ZIEL >> Zitiere wortgetreu alle Zeilen vom Anfang der folgenden Datensätze bis einschließlich der Zeile mit "[[167, 104]]".

DATENAUSZUG >>

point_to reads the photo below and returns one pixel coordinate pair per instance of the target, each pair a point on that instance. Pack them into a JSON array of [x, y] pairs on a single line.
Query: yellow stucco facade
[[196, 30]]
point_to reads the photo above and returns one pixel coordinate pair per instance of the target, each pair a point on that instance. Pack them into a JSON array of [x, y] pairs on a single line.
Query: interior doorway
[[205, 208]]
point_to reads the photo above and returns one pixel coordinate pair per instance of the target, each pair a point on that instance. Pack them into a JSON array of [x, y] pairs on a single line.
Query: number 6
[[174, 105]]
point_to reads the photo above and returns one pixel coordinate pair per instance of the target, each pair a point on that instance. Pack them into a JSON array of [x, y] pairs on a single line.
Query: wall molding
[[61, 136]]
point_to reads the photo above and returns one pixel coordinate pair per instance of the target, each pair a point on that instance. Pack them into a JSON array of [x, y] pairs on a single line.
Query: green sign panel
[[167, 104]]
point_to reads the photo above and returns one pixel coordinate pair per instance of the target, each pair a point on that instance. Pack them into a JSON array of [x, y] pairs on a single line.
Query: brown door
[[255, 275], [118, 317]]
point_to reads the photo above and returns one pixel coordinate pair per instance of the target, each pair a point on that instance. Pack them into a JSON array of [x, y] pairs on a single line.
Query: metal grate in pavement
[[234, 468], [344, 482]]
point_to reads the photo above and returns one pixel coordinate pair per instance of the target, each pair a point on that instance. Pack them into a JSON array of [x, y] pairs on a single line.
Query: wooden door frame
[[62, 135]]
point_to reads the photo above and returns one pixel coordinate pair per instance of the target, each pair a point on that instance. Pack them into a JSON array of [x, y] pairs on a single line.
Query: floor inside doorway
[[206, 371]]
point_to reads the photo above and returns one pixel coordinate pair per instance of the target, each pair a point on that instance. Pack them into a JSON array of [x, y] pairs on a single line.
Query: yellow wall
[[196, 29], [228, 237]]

ANTWORT >>
point_to reads the photo below and returns one pixel coordinate pair per instance of the target, each pair a point on that instance. Pack them into a JSON array of [x, y] pairs on a single line.
Query: yellow stucco facade
[[196, 30]]
point_to reads the photo above and returns one pixel coordinate pair per instance of the target, each pair a point on that instance. Pack them into a JSON array of [x, y] pairs on a single line.
Query: interior doorway
[[205, 208]]
point_to reads the photo above and returns one pixel coordinate pair per instance of the target, each pair a point on that instance. Pack them into a JSON array of [x, y] pairs on a single line.
Query: number 6
[[174, 105]]
point_to reads the photo above and returns one pixel coordinate pair per instance of the target, each pair a point on that instance. Pack them into a JSON array of [x, y] pairs on a single line.
Query: wall molding
[[61, 136]]
point_to reads the photo above and returns one pixel coordinate pair per instance of the target, each pair a point on that instance. Pack them into a JSON array of [x, y] pairs on a single line.
Query: green sign panel
[[167, 104]]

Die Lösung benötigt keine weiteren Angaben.